__Material provided__.

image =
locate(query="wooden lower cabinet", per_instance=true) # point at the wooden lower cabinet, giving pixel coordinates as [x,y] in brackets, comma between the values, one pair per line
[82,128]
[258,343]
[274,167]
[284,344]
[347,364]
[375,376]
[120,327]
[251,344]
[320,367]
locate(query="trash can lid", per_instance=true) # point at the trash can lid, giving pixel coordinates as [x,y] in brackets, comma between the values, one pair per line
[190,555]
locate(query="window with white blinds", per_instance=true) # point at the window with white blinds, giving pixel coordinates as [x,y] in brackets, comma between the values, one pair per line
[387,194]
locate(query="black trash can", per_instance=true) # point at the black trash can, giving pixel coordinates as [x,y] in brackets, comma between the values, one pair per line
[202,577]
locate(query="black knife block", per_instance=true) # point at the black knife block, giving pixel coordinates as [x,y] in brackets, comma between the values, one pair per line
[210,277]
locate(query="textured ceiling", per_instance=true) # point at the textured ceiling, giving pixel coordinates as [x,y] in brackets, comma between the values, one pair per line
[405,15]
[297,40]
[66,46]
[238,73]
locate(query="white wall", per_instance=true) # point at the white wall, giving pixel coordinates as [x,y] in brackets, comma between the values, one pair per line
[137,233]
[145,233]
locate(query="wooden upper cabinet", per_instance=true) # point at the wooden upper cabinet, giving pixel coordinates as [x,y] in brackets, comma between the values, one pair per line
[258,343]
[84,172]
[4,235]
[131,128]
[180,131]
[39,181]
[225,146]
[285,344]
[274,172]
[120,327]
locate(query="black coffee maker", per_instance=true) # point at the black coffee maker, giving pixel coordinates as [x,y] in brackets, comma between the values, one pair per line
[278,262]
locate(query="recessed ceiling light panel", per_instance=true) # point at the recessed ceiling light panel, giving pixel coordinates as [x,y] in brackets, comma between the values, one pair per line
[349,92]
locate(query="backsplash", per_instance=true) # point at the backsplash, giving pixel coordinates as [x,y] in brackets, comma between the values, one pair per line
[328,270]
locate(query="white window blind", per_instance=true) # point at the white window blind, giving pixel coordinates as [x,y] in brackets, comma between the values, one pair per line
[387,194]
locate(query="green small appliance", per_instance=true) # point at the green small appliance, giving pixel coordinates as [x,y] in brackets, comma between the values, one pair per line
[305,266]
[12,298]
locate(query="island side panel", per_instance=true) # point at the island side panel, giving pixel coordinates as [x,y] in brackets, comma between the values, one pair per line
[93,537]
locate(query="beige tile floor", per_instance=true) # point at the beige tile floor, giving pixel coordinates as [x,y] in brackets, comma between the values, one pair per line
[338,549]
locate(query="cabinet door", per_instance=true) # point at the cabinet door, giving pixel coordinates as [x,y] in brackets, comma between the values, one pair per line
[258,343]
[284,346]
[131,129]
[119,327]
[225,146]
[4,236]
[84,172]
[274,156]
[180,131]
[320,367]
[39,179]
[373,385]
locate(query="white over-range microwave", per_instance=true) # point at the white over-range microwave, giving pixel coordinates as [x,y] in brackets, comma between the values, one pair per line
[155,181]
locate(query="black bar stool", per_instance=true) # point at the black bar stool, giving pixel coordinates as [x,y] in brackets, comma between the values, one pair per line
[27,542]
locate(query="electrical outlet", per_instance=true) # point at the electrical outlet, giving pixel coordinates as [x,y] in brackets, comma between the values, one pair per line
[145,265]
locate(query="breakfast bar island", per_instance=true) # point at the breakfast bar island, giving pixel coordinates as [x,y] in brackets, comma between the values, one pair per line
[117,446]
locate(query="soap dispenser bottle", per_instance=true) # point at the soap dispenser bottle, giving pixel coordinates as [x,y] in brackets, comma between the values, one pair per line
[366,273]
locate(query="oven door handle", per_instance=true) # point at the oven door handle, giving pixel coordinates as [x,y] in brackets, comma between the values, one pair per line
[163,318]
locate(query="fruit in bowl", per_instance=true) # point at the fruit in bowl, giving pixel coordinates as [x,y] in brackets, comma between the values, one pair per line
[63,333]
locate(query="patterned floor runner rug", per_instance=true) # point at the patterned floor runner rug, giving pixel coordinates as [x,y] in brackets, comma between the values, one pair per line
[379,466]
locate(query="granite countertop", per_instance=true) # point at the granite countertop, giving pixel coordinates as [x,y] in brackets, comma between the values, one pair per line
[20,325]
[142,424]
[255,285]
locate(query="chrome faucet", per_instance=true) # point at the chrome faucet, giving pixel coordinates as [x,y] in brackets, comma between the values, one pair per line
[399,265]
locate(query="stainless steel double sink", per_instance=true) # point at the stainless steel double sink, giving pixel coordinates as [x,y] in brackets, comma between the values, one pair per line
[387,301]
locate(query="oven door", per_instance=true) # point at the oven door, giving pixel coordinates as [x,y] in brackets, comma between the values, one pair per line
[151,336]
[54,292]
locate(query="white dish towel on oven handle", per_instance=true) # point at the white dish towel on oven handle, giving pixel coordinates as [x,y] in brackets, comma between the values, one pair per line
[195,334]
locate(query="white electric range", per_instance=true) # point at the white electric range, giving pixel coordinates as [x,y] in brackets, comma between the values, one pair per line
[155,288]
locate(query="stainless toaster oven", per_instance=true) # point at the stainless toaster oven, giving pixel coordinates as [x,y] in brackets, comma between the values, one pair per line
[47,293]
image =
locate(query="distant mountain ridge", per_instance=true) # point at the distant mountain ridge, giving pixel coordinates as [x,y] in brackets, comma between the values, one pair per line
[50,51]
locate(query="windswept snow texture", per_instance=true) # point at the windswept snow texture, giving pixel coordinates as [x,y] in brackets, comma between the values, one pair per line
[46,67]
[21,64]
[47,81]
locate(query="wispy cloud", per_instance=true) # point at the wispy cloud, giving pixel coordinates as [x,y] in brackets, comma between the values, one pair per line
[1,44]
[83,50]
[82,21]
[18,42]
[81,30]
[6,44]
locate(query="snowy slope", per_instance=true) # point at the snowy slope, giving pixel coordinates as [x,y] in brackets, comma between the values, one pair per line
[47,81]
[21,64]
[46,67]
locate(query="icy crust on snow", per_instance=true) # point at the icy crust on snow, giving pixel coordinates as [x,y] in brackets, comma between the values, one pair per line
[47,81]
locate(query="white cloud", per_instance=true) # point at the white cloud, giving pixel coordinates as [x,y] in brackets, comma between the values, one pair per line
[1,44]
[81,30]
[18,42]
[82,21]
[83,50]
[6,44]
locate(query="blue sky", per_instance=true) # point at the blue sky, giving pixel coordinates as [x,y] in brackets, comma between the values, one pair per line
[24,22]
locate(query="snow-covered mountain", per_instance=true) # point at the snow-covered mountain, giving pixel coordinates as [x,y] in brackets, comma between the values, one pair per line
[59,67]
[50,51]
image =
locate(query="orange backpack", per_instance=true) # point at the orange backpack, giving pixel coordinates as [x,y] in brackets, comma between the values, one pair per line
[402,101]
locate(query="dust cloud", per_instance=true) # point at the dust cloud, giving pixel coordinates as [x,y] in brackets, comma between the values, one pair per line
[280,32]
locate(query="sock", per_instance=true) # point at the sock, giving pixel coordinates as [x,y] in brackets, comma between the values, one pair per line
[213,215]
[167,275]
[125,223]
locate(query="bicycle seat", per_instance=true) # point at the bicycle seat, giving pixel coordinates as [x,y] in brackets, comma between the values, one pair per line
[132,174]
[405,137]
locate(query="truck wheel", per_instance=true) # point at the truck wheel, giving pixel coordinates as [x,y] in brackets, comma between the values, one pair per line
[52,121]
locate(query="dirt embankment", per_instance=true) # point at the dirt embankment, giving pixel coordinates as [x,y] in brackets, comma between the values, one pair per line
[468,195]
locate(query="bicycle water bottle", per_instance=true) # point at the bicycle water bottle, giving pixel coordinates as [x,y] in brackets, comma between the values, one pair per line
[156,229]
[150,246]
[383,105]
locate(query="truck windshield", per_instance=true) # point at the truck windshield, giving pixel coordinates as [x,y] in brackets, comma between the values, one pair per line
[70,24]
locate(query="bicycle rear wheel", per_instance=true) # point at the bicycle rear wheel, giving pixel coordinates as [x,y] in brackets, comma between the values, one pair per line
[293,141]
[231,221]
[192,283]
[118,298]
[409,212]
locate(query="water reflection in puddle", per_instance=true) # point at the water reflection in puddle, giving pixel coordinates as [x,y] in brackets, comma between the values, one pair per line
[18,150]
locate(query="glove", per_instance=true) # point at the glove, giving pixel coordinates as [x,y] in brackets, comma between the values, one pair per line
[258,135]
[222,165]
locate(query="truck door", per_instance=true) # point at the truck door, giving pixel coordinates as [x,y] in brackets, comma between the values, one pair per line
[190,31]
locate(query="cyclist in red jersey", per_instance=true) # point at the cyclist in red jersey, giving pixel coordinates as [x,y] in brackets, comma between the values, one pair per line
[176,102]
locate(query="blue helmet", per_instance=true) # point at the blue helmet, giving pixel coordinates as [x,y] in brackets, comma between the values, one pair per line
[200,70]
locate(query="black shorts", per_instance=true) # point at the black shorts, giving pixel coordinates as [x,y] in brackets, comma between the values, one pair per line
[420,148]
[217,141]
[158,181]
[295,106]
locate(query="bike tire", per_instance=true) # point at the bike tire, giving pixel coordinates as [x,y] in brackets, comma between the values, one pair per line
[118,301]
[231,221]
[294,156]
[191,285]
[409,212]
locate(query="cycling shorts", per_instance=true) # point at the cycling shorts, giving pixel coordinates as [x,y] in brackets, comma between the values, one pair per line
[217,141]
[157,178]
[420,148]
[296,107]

__Prompt__. Extract the lines above from the one containing "black shorts, giving" to the last line, both included, exactly as written.

__Finished task__.
locate(query="black shorts", per_instance=true) # point at the black shorts, giving pixel coordinates as [x,y] in brackets, comma between the values, one pair per line
[420,148]
[217,141]
[158,181]
[295,106]
locate(query="bike tire", per_instance=true) # point at the bike tire, giving pixel coordinates as [x,y] in brackets, comma between the values, one pair per line
[118,301]
[231,221]
[294,156]
[191,285]
[409,212]
locate(query="cycling shorts", per_instance=true) # point at the cycling shorts, giving pixel coordinates as [x,y] in brackets, comma between the values, one pair per line
[217,141]
[157,178]
[420,148]
[296,107]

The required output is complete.